▶ Problems to work on
[A] In the essay on America's wars, repeat the passage between "The purpose, and" and "them like this.", inclusive.
[B] According to the essay on America's wars, why did the United States protect countries during the Cold War regardless of whether they were monarchies, dictatorships or democracies?

America appears once again to be on the brink of a war. This time the war is likely to be in Syria and/or in Iraq. If we jump into one or both of these wars, they will join, by my count since our independence, about 200 significant military operations (not all of which were legally “wars”) as well as countless “proactive” interventions, regime-change undertakings, covert action schemes and search-and-destroy missions. In addition the United States has provided weapons, training and funding for a variety of non-American military and quasi-military forces throughout the world. Within recent months we have added five new African countries. History and contemporary events show that we Americans are a warring people.

So we should ask: what have we learned about ourselves, our adversaries and the process in which we have engaged?

The short answer appears to be “very little.”

As both a historian and a former policy planner for the American government, I will very briefly here (as I have mentioned in a previous essay, I am in the final stages of a book to be called A Warring People, on these issues), illustrate what I mean by “very little.”

I begin with us, the American people. There is overwhelming historical evidence that war is popular with us. Politicians from our earliest days as a republic, indeed even before when we were British colonies, could nearly always count on gaining popularity by demonstrating our valor. Few successful politicians were pacifists.

Even supposed pacifists found reasons to engage in the use of force. Take the man most often cited as a peacemaker or at least a peaceseeker, Woodrow Wilson. He promised to “keep us out of war,” by which he meant keeping us out of big, expensive European war. Before becoming president, however, he approved the American conquest of Cuba and the Philippines and described himself as an imperialist; then, as president, he occupied Haiti, sent the Marines into the Dominican Republic and ordered the Cavalry into Mexico. In 1918, he also put American troops into Russia. Not only sending soldiers: his administration carried out naval blockades, economic sanctions, covert operations — one of which, allegedly, involved an assassination attempt on a foreign leader — and furnished large-scale arms supplies to insurgents in on-going wars.

The purpose, and explanation, of our wars varied. I think most of us would agree that our Revolution, the First World War and the Second World War were completely justified. Probably Korea was also. The United States had no choice on the Civil war or, perhaps, on the War of 1812. Many, particularly those against the Native Americans would today be classified as war crimes. It is the middle range that seem to me to be the most important to understand. I see them like this.

Some military ventures were really misadventures in the sense that they were based on misunderstandings or deliberate misinformation. I think that most students of history would put the Spanish-American, Vietnamese, Iraqi and a few other conflicts in this category. Our government lied to us — the Spaniards did not blow up the Maine; the Gulf of Tonkin was not a dastardly attack on our innocent ships and Iraq was not about to attack us with a nuclear weapon, which it did not have.

But we citizens listened uncritically. We did not demand the facts. It is hard to avoid the charge that we were either complicit, lazy or ignorant. We did not hold our government to account.

Several war and other forms of intervention were for supposed local or regional requirements of the Cold War. We knowingly told one another that the “domino theory” was reality: so a hint of Communist subversion or even criticism of us sent us racing off to protect almost any form of political association that pretended to be on our side. And we believed or feared that even countries that had little or no connections with one another would topple at the touch — or even before their neighbors appeared to be in trouble. Therefore, regardless of their domestic political style, monarchy, dictatorship. democracy., it mattered not, they had to be protected. Our protection often included threats of invasion, actual intervention, paramilitary operations, subversion and/or bribery, justified by our proclaimed intent to keep them free. Or at least free from Soviet control. Included among them were Guatemala, Nicaragua, Brazil, Chile, Italy, Greece, Syria, Lebanon, Iran, Indonesia, Vietnam and various African countries.

▶ Data entries
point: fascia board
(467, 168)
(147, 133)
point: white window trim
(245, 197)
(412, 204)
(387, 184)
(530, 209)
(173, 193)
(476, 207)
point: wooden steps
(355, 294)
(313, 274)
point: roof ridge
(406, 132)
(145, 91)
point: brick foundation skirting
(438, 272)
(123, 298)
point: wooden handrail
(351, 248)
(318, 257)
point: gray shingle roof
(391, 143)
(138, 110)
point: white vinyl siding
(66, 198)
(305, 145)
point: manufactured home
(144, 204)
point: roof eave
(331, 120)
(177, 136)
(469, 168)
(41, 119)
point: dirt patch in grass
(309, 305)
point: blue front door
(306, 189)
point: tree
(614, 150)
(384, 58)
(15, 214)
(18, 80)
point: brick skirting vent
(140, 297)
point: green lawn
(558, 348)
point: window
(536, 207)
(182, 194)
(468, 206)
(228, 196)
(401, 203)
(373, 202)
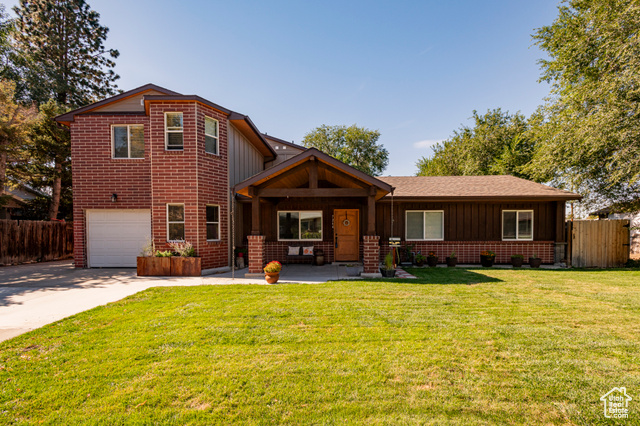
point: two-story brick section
(152, 163)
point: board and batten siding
(244, 160)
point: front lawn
(483, 346)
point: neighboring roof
(266, 175)
(283, 142)
(474, 188)
(69, 116)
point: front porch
(310, 201)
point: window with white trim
(517, 225)
(424, 225)
(211, 135)
(300, 225)
(127, 141)
(175, 222)
(213, 223)
(173, 131)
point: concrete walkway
(38, 294)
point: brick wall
(371, 253)
(190, 177)
(96, 175)
(469, 251)
(213, 188)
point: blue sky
(414, 70)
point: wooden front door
(346, 228)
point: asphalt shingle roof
(501, 186)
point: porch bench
(299, 258)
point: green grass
(483, 346)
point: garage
(116, 237)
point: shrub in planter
(452, 260)
(272, 271)
(487, 258)
(432, 259)
(535, 261)
(388, 271)
(516, 260)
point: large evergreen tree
(589, 138)
(15, 122)
(497, 144)
(61, 53)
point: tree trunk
(56, 190)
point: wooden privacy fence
(598, 243)
(34, 241)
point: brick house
(151, 162)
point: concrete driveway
(38, 294)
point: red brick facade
(371, 253)
(469, 251)
(191, 177)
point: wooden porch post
(255, 211)
(371, 211)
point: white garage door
(115, 237)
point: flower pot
(487, 261)
(535, 262)
(272, 277)
(186, 266)
(388, 273)
(153, 266)
(353, 271)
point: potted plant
(272, 271)
(432, 259)
(352, 270)
(452, 260)
(152, 262)
(487, 258)
(516, 260)
(535, 261)
(388, 271)
(185, 263)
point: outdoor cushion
(294, 251)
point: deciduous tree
(589, 138)
(353, 145)
(496, 144)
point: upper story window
(517, 225)
(173, 131)
(424, 225)
(175, 222)
(210, 135)
(127, 141)
(304, 225)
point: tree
(61, 54)
(48, 158)
(589, 137)
(353, 145)
(15, 121)
(497, 144)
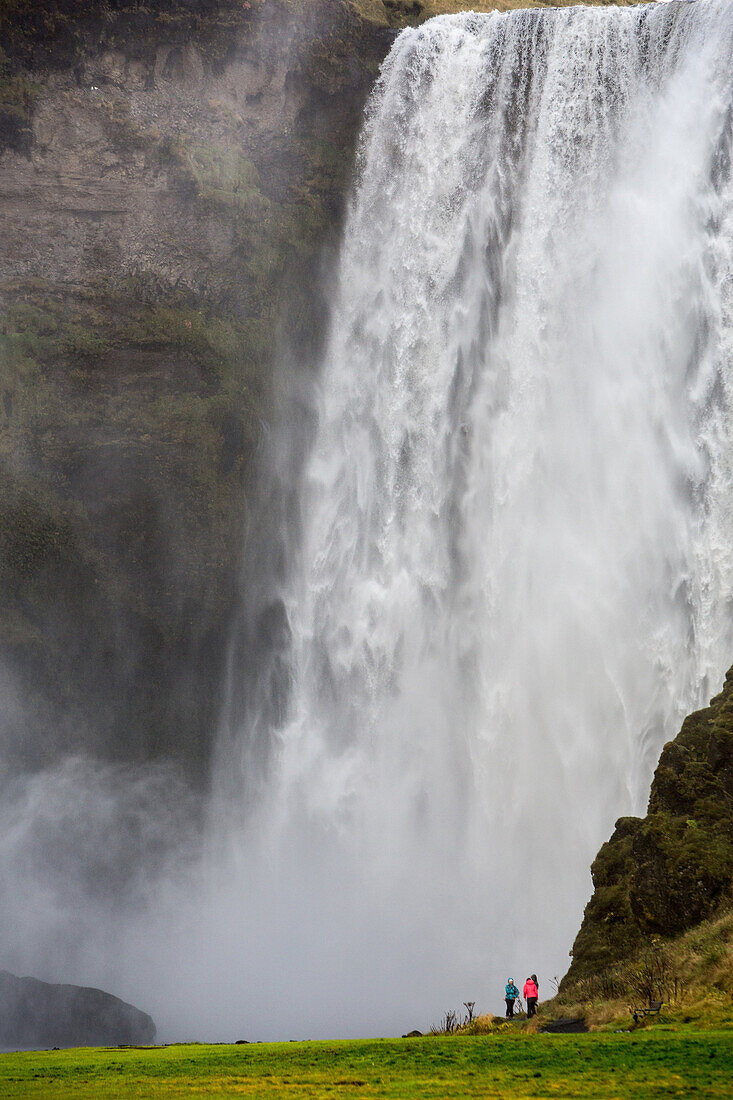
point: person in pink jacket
(531, 994)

▶ Complete answers
[A]
The purpose, and explanation, of our wars varied. I think most of us would agree that our Revolution, the First World War and the Second World War were completely justified. Probably Korea was also. The United States had no choice on the Civil war or, perhaps, on the War of 1812. Many, particularly those against the Native Americans would today be classified as war crimes. It is the middle range that seem to me to be the most important to understand. I see them like this.

[B] Americans accepted the "domino theory." A hint of Communist subversion, or even criticism of the United States, seemed to threaten a country. Americans also believed or feared that even countries with little or no connection to one another would topple at the touch, so any regime that claimed to be on the American side had to be protected.